■ **Your task**
Your answer is the line containing "Target: lotte logo" plus every line after it through the end of the records, printed exactly and free of pictures.

■ **Entries shown**
· · ·
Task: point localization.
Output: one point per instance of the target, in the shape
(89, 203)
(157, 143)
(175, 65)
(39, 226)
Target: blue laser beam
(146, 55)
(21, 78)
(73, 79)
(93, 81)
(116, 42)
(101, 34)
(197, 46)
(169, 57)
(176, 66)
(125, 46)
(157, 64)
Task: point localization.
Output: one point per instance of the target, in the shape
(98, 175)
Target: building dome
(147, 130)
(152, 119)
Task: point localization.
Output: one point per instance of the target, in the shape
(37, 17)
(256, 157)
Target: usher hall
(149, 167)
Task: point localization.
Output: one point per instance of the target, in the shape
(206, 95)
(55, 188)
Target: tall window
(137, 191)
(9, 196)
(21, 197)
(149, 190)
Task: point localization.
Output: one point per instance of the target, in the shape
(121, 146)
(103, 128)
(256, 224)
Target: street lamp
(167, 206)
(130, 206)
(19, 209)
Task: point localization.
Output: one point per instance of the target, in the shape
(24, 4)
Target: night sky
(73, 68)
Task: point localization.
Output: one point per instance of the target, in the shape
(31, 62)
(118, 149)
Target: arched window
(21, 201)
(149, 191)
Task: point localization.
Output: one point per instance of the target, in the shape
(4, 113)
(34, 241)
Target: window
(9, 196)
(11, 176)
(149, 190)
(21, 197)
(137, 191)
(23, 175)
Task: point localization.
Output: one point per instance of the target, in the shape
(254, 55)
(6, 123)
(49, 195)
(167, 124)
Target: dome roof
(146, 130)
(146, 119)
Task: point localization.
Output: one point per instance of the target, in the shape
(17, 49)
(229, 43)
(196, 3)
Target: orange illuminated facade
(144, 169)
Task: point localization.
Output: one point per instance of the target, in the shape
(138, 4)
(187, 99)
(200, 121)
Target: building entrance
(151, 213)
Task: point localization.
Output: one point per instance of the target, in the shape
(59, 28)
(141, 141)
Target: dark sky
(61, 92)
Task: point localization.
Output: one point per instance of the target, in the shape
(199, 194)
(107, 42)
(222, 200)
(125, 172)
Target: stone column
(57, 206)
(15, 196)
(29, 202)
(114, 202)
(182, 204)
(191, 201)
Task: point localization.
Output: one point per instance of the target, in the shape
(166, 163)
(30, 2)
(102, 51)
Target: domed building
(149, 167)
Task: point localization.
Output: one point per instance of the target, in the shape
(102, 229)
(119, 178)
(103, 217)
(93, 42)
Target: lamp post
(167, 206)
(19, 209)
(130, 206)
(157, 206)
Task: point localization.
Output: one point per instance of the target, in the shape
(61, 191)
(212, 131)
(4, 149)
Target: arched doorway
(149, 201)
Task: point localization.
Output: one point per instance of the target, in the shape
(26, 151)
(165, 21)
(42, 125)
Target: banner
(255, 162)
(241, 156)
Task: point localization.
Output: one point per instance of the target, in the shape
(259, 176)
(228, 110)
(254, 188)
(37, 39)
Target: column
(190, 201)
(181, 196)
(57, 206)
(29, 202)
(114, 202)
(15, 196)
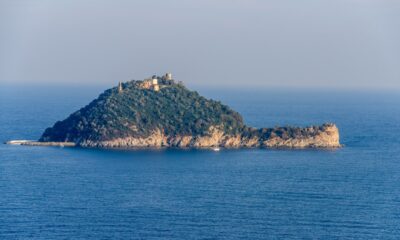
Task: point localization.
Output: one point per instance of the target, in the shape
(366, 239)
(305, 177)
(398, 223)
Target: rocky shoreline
(326, 136)
(161, 113)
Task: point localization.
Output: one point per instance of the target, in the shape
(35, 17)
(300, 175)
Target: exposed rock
(134, 116)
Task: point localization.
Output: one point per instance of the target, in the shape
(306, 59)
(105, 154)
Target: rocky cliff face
(135, 117)
(326, 136)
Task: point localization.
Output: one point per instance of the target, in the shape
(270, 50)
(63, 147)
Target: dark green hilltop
(159, 112)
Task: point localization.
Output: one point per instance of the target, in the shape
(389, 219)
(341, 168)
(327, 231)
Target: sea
(75, 193)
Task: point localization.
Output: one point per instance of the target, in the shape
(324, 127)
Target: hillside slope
(167, 114)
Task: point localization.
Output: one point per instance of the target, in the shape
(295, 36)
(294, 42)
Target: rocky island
(159, 112)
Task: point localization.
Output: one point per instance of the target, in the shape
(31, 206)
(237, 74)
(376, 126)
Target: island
(159, 112)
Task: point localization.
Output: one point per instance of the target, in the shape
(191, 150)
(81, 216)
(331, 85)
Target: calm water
(65, 193)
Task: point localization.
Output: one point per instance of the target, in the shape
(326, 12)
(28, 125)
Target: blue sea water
(73, 193)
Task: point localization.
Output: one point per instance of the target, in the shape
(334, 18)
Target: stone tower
(168, 76)
(120, 88)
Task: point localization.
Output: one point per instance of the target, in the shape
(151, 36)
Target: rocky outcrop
(326, 136)
(134, 116)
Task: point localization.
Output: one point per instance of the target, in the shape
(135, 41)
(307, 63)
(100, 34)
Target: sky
(325, 44)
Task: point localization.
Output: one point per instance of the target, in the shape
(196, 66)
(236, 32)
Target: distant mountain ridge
(159, 112)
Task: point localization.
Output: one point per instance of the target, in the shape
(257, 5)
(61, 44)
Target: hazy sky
(246, 43)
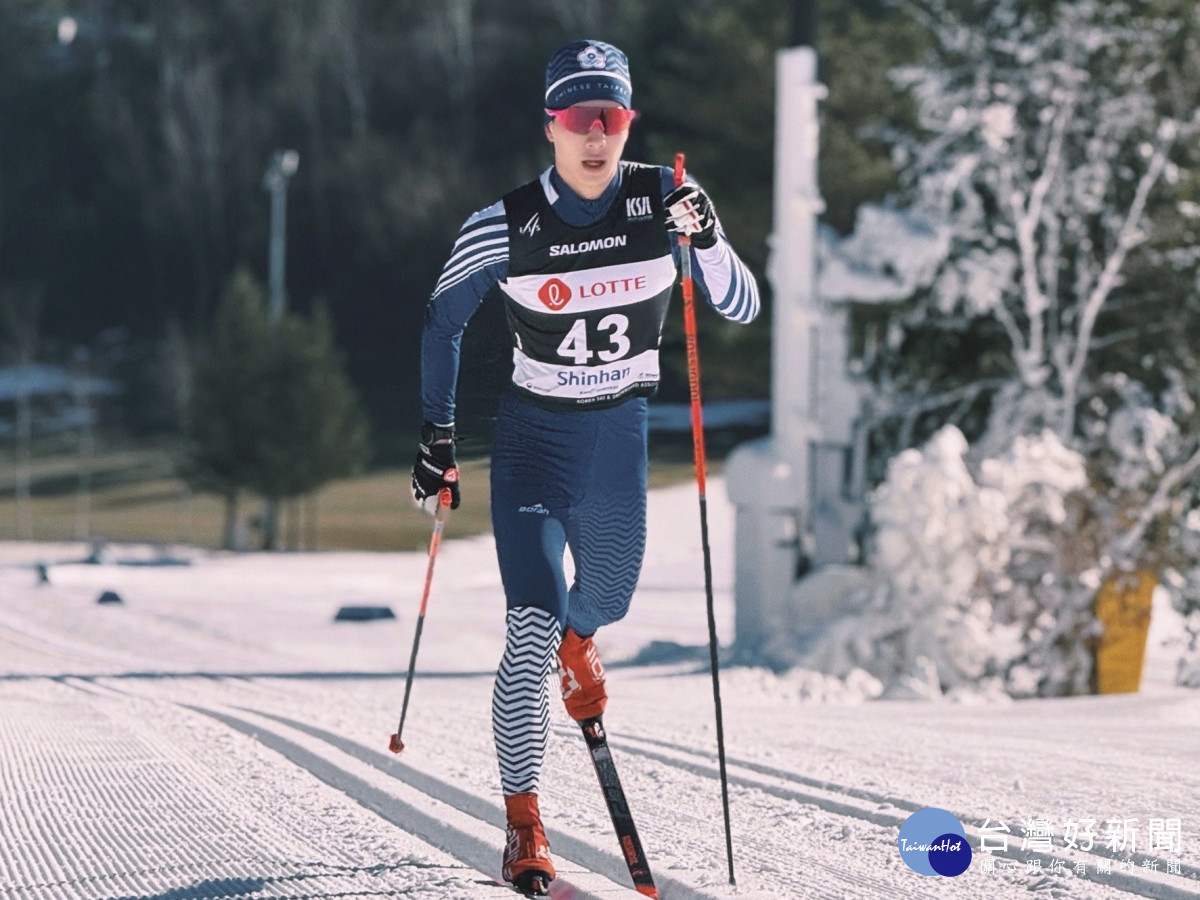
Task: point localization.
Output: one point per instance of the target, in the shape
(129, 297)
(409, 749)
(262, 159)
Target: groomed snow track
(123, 811)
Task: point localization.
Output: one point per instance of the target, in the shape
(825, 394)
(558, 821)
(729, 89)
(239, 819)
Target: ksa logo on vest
(555, 293)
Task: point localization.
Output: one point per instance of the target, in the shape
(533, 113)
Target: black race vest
(586, 306)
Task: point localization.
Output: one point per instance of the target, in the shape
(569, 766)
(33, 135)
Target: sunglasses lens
(613, 120)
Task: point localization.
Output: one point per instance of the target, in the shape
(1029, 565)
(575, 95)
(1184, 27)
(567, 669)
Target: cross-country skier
(586, 259)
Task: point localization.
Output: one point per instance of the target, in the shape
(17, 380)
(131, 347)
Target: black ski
(615, 797)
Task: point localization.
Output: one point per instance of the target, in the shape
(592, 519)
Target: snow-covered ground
(219, 735)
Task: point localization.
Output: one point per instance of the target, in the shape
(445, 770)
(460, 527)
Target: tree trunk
(271, 525)
(229, 541)
(23, 489)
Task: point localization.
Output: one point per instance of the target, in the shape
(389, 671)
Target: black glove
(690, 214)
(435, 468)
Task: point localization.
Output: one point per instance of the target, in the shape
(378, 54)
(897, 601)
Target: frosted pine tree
(1048, 154)
(1055, 153)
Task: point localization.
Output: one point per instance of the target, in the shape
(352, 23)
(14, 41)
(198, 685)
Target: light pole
(771, 480)
(275, 181)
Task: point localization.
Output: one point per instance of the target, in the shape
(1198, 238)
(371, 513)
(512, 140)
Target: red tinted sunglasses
(613, 120)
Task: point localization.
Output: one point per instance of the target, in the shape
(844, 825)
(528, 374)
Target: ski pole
(439, 521)
(697, 442)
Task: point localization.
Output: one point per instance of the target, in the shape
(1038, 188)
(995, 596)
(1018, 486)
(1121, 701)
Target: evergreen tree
(273, 411)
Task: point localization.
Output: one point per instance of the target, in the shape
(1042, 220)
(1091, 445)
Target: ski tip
(533, 883)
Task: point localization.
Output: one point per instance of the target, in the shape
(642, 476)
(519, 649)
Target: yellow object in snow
(1122, 606)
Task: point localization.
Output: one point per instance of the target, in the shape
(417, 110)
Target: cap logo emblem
(592, 58)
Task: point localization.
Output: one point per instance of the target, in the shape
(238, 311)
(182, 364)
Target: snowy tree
(1048, 148)
(1057, 151)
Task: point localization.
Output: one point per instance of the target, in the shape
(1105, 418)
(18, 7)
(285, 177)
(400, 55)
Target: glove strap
(433, 433)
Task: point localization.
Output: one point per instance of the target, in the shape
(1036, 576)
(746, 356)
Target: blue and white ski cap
(587, 70)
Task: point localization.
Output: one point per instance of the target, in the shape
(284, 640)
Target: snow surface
(217, 735)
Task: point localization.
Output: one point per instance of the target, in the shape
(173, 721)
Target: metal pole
(275, 180)
(283, 166)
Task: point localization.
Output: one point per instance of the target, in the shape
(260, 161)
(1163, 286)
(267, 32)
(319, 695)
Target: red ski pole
(439, 521)
(697, 442)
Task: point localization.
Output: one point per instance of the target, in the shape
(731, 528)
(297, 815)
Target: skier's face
(587, 162)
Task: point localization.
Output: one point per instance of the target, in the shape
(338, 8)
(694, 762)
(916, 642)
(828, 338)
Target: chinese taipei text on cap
(933, 841)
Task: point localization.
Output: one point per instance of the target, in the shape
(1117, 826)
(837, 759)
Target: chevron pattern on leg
(521, 700)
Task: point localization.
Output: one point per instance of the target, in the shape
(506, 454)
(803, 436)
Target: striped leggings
(559, 480)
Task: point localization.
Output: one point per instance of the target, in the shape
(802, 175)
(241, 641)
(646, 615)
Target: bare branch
(1127, 239)
(1156, 505)
(1026, 217)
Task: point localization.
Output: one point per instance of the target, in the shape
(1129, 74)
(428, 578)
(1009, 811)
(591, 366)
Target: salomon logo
(561, 250)
(637, 208)
(555, 294)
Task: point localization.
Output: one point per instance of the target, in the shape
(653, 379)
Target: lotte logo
(555, 294)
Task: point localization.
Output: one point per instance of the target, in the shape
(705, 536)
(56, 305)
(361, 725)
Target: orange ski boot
(527, 852)
(579, 664)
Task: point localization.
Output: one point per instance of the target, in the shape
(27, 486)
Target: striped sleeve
(483, 241)
(479, 259)
(718, 270)
(731, 288)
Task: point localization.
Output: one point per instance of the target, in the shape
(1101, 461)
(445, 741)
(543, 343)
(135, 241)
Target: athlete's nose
(597, 133)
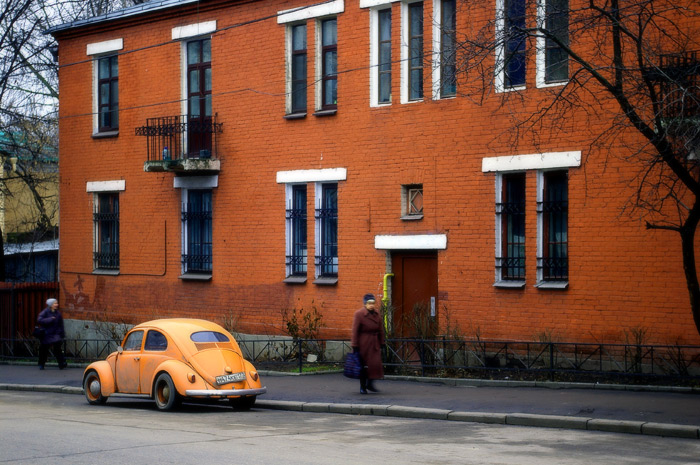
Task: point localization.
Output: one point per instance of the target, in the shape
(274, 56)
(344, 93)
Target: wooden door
(414, 294)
· · ·
■ **Final answer**
Target: lotte logo
(555, 294)
Task: point localization.
Output: one point per instance of the target, in the shape
(705, 536)
(56, 305)
(361, 725)
Target: orange ski boot
(527, 852)
(579, 664)
Task: point localization.
Output: one point per instance of the target, in the shape
(27, 486)
Target: striped sleeve
(483, 241)
(479, 259)
(718, 270)
(731, 288)
Task: point localization.
Output: one point per instance of the target, in the shape
(1101, 461)
(445, 741)
(543, 343)
(135, 241)
Target: athlete's nose
(597, 133)
Task: point localization.
Output: one point per instance of the target, in the shape
(274, 56)
(344, 93)
Target: wooden door
(414, 294)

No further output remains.